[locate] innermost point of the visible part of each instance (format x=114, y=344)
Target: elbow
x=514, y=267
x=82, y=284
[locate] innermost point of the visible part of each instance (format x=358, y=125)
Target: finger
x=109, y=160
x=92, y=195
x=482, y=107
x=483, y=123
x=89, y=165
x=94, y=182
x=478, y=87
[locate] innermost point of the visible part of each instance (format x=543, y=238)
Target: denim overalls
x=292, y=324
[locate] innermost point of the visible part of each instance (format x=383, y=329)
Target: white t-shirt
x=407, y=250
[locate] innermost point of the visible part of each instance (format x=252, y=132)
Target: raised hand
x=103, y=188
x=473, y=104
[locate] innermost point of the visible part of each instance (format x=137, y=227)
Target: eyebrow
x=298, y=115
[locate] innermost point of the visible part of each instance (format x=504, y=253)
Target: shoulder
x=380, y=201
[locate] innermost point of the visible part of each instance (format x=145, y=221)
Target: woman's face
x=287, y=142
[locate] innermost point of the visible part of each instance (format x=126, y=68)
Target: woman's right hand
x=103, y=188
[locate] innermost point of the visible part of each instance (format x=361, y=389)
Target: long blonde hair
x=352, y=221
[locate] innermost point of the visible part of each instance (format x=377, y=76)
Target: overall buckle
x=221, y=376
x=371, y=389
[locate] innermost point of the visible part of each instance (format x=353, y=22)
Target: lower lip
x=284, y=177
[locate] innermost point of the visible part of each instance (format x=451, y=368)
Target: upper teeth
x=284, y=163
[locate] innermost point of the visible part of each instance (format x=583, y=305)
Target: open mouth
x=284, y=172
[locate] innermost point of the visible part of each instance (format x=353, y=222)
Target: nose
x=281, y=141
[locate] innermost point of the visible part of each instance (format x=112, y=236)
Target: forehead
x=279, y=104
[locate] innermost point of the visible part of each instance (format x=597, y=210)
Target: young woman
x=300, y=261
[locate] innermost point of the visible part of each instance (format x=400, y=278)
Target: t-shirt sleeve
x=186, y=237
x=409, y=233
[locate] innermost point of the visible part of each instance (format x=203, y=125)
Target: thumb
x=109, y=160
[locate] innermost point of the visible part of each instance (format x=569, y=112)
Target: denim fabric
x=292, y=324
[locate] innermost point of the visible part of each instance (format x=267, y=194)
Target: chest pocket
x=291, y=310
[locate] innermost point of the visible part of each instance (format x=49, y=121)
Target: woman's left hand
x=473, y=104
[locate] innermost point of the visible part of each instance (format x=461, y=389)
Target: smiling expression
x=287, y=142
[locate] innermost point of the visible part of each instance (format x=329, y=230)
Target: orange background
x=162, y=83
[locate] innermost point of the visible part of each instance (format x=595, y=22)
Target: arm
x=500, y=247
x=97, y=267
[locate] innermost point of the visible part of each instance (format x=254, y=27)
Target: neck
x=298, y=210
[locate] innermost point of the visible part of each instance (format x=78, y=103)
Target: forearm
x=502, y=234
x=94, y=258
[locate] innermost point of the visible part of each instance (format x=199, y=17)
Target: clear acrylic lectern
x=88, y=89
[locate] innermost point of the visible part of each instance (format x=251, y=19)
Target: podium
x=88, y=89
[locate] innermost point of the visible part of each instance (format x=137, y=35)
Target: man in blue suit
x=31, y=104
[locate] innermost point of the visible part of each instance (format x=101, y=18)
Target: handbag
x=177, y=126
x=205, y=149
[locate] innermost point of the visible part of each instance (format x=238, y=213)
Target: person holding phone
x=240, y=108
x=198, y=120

────────

● Exercise task: Format everything from the line containing "(format x=101, y=18)" down to the end of the entries as a numbered list, omitting any blank lines.

● Response to this exercise:
1. [locate] innermost point of the visible part of each instance (format x=101, y=18)
2. Target: handbag
3. x=177, y=126
4. x=205, y=149
5. [locate] innermost point of the visible part of each instance (format x=238, y=213)
6. Target: person holding phone
7. x=240, y=108
8. x=198, y=120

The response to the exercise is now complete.